▸ STATED GOAL: List every line in the entries below that contains the word "frame".

Records from a data collection
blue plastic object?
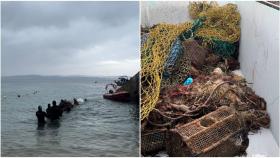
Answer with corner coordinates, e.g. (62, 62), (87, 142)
(184, 77), (193, 86)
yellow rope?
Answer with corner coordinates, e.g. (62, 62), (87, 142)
(141, 2), (240, 120)
(141, 22), (192, 120)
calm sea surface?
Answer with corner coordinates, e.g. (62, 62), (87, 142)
(1, 76), (139, 156)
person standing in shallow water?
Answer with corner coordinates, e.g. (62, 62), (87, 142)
(36, 106), (47, 124)
(46, 104), (52, 118)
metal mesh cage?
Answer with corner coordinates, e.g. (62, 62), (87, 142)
(166, 106), (248, 156)
(141, 129), (166, 156)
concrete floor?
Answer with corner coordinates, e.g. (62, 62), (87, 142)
(247, 129), (279, 157)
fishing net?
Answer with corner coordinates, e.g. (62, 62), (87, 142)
(141, 2), (240, 120)
(141, 22), (192, 120)
(189, 2), (240, 57)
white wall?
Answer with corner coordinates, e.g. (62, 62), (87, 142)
(141, 1), (279, 145)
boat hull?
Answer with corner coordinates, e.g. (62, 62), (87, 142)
(103, 91), (130, 102)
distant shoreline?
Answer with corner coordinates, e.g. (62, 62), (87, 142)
(1, 75), (131, 78)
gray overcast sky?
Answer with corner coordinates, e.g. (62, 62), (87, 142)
(1, 2), (140, 76)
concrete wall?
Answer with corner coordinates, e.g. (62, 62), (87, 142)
(236, 1), (280, 146)
(141, 1), (279, 145)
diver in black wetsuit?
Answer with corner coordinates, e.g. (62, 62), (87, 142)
(36, 106), (47, 124)
(73, 98), (79, 105)
(46, 104), (53, 118)
(50, 100), (62, 120)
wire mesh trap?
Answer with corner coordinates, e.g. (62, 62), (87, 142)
(141, 129), (167, 156)
(166, 106), (249, 156)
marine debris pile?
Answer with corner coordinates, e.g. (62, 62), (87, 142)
(141, 2), (270, 156)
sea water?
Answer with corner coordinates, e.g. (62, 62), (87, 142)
(1, 76), (139, 156)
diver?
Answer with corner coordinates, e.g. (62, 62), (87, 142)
(73, 98), (79, 105)
(46, 104), (52, 118)
(50, 100), (62, 120)
(36, 105), (47, 124)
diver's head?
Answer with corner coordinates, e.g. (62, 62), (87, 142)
(38, 105), (42, 111)
(52, 100), (56, 106)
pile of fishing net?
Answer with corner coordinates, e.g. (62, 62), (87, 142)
(145, 69), (270, 132)
(141, 2), (240, 120)
(141, 2), (270, 156)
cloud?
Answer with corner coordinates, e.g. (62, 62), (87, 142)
(1, 2), (140, 76)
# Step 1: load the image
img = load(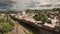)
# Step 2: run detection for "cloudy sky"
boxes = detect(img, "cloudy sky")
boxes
[0,0,60,11]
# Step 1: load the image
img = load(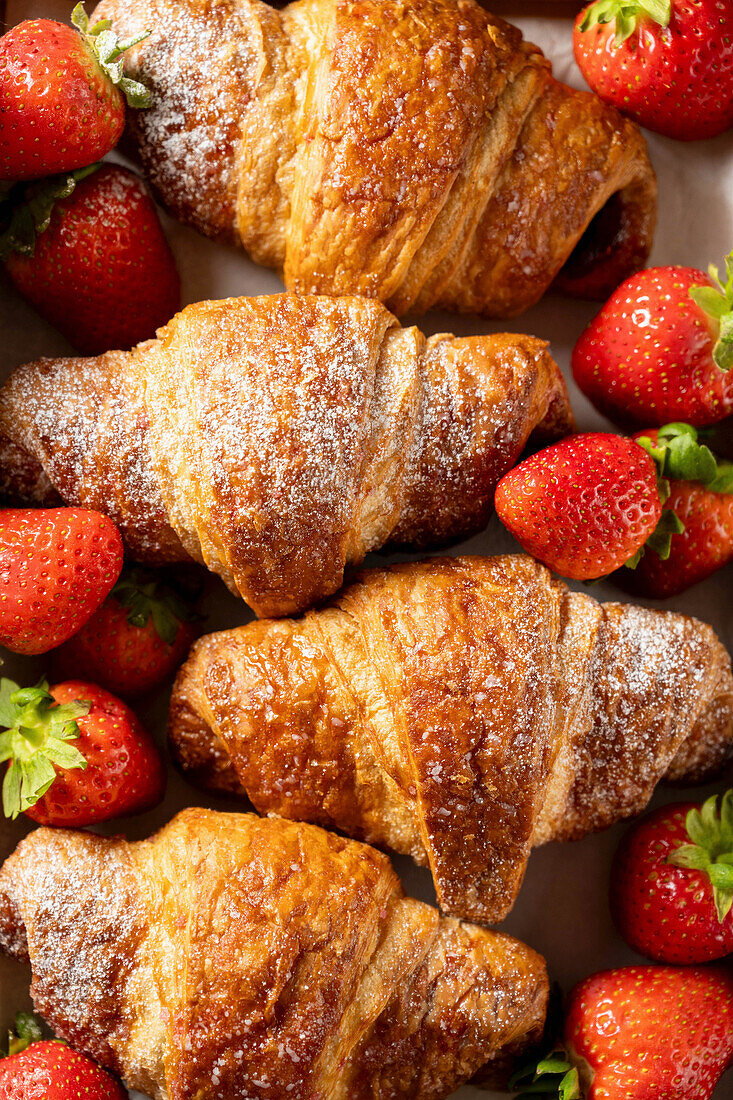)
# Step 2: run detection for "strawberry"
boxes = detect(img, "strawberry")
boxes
[0,1041,128,1100]
[512,966,733,1100]
[619,424,733,600]
[572,253,733,427]
[55,568,198,695]
[0,679,164,826]
[573,0,733,141]
[0,508,122,653]
[611,790,733,963]
[0,164,180,355]
[494,432,661,580]
[0,3,150,179]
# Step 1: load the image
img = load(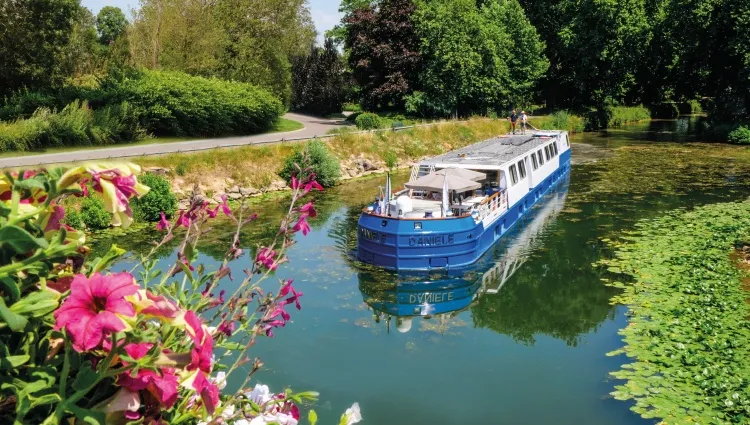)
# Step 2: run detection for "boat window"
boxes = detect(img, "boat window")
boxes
[508,164,518,185]
[518,159,526,179]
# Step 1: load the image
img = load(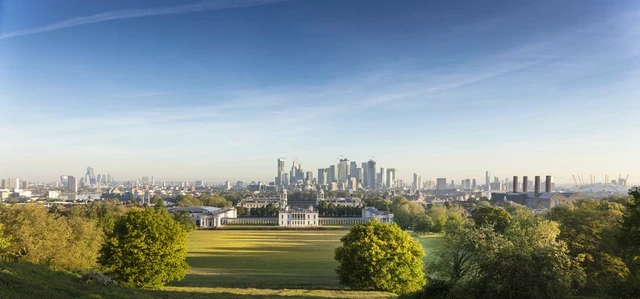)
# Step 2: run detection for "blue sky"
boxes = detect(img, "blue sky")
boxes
[0,0,640,183]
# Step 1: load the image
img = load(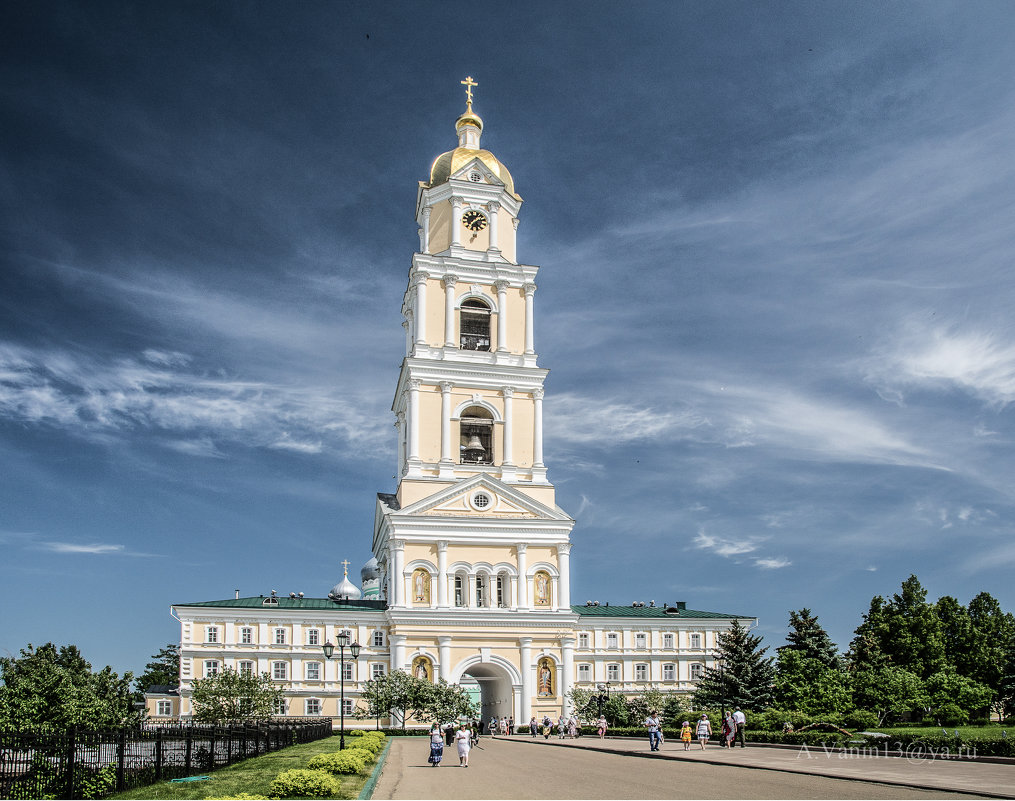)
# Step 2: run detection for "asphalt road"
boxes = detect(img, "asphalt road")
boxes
[373,737,968,800]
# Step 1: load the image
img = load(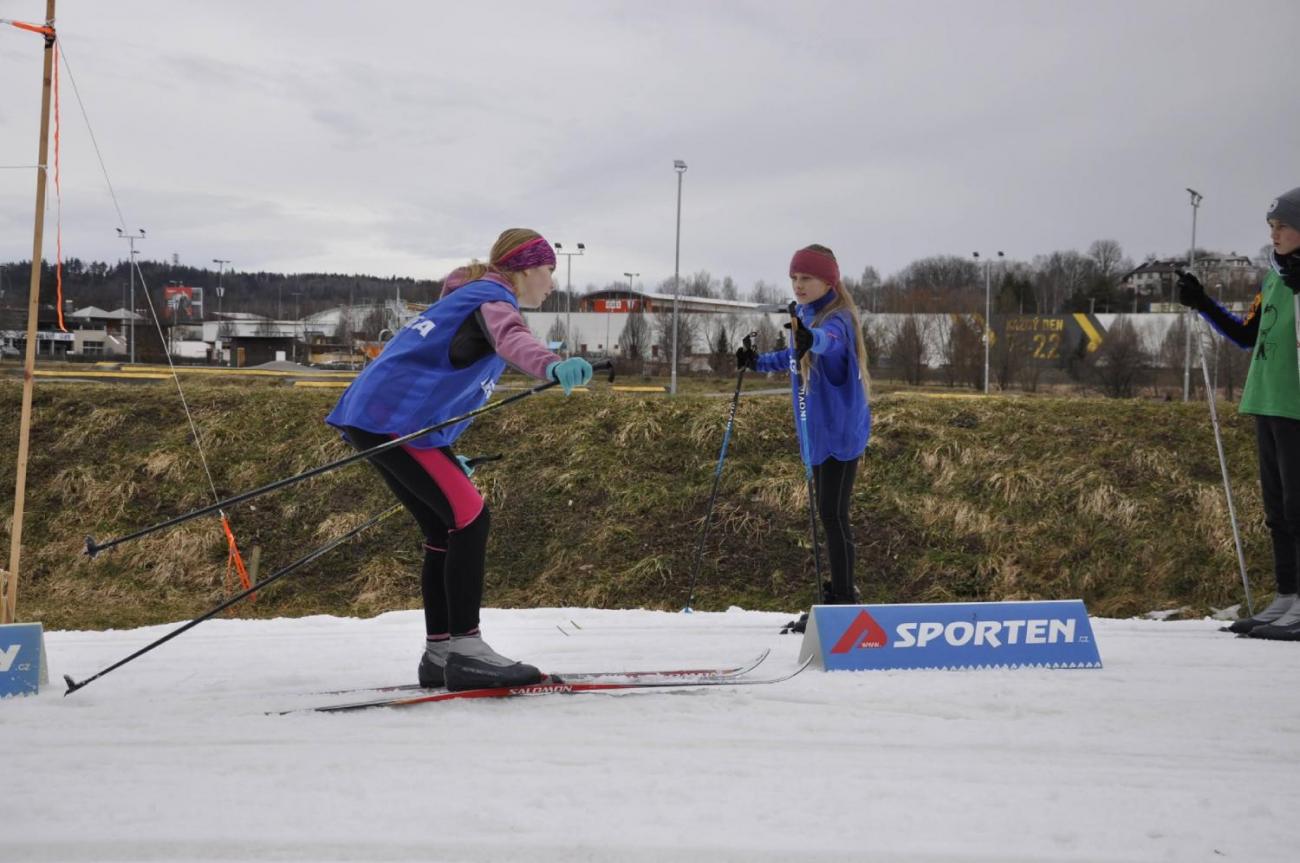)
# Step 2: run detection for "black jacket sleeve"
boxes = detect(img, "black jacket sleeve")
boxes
[1197,294,1262,348]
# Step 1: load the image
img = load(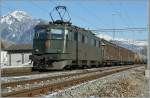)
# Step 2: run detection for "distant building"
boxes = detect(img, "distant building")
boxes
[5,44,32,66]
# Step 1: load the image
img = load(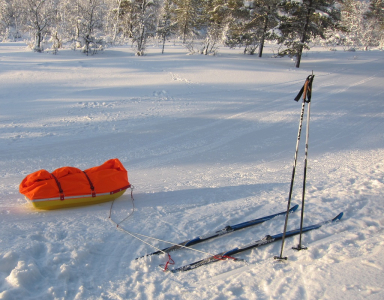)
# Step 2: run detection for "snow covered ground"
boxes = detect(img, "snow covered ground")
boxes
[0,43,384,300]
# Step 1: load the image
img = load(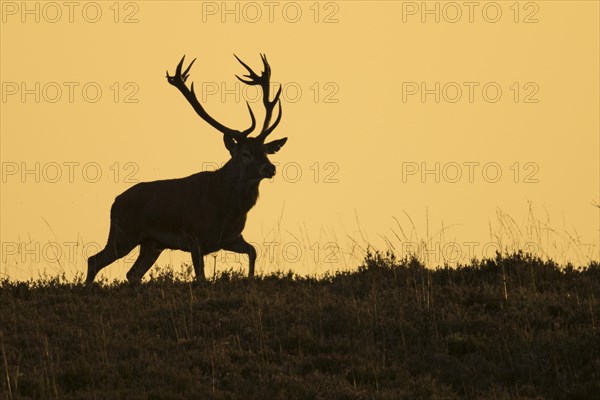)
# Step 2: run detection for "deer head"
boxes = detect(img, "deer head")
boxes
[167,54,287,180]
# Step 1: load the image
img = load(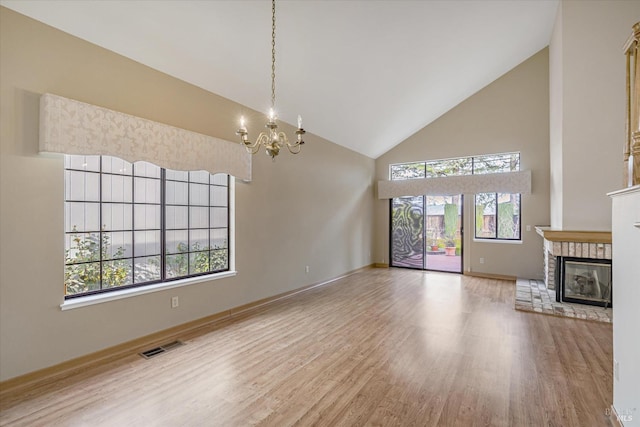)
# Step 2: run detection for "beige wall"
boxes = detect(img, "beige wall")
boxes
[374,49,549,278]
[0,8,375,380]
[550,0,640,230]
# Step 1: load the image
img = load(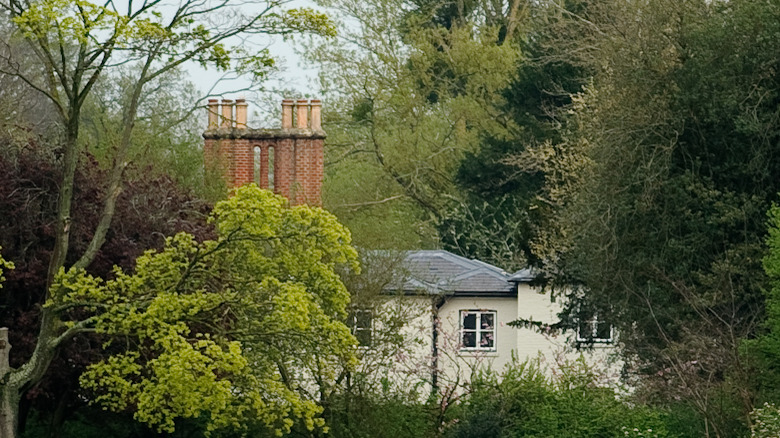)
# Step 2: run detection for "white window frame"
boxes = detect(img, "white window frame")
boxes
[577,314,615,344]
[347,309,374,348]
[458,309,498,351]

▸ TASK RESPONSE:
# Step 2: run detection for "white window frame"
boxes = detect(img, "white window frame")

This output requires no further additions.